• Your goal: Each line from the one containing "Target: reflection on water" through the last line of the records below is to be set down exactly; the rest stays out.

--- Exercise materials Enclosed Below ---

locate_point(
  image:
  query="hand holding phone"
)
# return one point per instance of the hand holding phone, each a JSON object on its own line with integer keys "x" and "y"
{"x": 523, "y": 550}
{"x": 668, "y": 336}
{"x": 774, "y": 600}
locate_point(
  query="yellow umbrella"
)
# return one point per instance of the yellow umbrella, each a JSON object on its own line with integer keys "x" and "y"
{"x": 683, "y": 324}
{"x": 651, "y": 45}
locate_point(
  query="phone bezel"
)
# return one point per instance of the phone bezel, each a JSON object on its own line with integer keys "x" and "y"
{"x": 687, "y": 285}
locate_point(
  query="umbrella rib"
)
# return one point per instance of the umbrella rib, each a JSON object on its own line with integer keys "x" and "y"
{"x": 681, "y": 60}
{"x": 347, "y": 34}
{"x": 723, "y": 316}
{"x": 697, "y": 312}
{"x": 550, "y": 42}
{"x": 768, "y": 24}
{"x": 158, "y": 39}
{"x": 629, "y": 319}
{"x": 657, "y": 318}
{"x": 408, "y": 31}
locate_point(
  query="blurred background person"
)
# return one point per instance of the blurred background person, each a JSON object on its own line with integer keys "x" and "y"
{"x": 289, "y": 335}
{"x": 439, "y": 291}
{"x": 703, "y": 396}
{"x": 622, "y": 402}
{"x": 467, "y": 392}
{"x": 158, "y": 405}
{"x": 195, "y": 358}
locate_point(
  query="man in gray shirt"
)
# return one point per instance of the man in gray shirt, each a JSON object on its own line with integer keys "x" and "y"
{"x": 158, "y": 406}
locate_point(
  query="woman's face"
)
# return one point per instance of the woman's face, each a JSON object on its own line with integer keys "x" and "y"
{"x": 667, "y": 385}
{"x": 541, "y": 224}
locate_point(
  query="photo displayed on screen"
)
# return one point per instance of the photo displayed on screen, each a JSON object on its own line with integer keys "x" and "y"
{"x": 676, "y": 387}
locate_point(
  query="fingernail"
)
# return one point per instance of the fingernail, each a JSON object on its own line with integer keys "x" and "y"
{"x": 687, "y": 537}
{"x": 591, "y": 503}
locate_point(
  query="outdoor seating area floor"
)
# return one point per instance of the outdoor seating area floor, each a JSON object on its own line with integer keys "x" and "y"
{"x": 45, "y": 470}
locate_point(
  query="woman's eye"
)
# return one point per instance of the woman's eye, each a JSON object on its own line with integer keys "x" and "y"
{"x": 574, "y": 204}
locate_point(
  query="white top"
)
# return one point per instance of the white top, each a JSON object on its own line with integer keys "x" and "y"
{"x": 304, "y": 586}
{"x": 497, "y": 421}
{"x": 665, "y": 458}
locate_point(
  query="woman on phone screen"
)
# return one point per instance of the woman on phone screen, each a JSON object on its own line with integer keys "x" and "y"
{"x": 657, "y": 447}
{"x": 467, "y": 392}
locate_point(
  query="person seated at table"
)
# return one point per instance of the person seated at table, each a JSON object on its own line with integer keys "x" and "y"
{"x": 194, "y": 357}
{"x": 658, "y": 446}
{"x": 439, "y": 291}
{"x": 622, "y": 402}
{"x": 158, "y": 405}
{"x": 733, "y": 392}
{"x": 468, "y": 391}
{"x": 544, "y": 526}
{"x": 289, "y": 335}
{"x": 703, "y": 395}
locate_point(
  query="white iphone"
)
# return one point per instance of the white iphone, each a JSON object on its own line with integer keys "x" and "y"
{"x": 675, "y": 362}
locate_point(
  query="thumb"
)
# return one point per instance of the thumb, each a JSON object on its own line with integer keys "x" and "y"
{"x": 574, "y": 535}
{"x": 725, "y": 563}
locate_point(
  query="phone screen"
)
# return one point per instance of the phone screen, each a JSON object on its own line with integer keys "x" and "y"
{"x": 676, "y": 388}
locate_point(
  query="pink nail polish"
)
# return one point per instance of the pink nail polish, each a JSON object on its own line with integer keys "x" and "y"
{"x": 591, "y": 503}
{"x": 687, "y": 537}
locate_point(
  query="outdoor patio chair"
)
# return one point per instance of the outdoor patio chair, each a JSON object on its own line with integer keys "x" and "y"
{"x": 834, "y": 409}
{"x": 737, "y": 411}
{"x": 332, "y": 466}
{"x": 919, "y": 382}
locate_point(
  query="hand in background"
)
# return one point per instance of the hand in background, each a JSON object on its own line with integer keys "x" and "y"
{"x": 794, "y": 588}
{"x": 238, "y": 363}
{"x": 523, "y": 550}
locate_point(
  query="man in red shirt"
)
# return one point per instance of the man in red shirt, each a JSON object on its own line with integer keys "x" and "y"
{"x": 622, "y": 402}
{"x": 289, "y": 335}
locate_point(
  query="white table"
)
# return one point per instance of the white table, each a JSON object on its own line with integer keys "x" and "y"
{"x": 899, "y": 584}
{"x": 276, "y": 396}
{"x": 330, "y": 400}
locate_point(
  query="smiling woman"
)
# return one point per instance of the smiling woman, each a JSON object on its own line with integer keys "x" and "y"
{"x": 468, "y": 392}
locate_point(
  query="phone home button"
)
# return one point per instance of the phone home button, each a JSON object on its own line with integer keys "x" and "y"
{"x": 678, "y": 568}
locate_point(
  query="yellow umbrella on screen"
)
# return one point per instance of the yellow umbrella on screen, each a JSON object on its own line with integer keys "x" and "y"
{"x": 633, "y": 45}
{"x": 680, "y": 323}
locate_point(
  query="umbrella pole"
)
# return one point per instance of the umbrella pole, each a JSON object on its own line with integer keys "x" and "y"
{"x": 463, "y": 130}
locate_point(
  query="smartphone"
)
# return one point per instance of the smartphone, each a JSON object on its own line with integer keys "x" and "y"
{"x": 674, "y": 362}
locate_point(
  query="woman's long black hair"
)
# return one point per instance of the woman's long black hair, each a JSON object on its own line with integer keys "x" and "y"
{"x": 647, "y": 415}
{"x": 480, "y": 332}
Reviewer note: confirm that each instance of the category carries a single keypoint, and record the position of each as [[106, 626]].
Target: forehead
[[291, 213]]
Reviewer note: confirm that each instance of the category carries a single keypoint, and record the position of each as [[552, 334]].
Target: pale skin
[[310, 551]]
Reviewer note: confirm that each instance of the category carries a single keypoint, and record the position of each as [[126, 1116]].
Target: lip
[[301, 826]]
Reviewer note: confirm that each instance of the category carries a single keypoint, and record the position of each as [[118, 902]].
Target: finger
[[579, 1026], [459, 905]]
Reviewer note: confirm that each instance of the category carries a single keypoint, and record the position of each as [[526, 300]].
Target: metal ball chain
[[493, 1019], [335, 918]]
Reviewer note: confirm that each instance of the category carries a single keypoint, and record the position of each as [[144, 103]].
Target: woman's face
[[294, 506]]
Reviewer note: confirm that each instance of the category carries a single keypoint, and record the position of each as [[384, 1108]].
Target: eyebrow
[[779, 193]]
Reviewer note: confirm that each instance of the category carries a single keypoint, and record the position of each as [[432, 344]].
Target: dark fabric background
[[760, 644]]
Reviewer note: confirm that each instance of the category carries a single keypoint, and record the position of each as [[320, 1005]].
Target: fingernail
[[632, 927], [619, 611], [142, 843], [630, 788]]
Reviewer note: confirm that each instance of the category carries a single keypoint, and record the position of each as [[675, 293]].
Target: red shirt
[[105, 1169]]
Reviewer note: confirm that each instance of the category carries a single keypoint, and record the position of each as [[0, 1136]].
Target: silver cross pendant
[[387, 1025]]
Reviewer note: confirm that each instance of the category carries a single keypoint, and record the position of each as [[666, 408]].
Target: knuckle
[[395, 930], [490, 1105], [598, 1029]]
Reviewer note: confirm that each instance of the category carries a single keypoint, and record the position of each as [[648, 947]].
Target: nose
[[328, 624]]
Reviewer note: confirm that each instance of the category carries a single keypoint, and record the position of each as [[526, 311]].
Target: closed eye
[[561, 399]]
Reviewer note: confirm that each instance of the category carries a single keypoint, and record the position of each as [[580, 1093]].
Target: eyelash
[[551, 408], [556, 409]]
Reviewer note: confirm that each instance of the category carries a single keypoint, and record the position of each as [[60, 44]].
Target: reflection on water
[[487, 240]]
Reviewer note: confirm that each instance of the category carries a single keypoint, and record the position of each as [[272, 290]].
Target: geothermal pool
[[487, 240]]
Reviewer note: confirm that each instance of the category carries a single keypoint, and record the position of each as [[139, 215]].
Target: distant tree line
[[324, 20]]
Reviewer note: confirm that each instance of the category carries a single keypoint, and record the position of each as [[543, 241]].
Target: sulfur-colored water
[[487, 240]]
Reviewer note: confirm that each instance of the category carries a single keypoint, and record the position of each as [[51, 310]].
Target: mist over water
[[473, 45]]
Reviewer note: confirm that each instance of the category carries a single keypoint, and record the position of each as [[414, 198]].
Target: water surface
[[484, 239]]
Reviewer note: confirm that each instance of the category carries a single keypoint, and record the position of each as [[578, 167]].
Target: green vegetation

--- End of Enclosed Exercise materials ---

• Result below:
Target: reflection on water
[[487, 240]]
Reviewer note: confirm that each instance of the category carries a single keypoint, and record the position of each as [[272, 290]].
Target: geothermal pool
[[487, 240]]
Reviewer note: confirm that each instance of the category carries a single keypoint, and record the position of each as [[139, 215]].
Target: distant tree line
[[324, 20]]
Reviewer note: confirm that each instance of the category carries a single keypoint, and record the position of each as [[543, 241]].
Target: sulfur-colored water
[[487, 240]]
Reviewer note: confirm that each instance of the category carries a single keypoint, and record the position of each as [[51, 310]].
Target: mist over water
[[473, 45]]
Reviewer note: confirm that each instance of the category carries a single keypoint, and record the position of each as [[414, 198]].
Target: water surface
[[484, 239]]
Reviewer note: confirm that each instance of the category carries a single keypoint, and record the position of each as [[578, 167]].
Target: green vegetation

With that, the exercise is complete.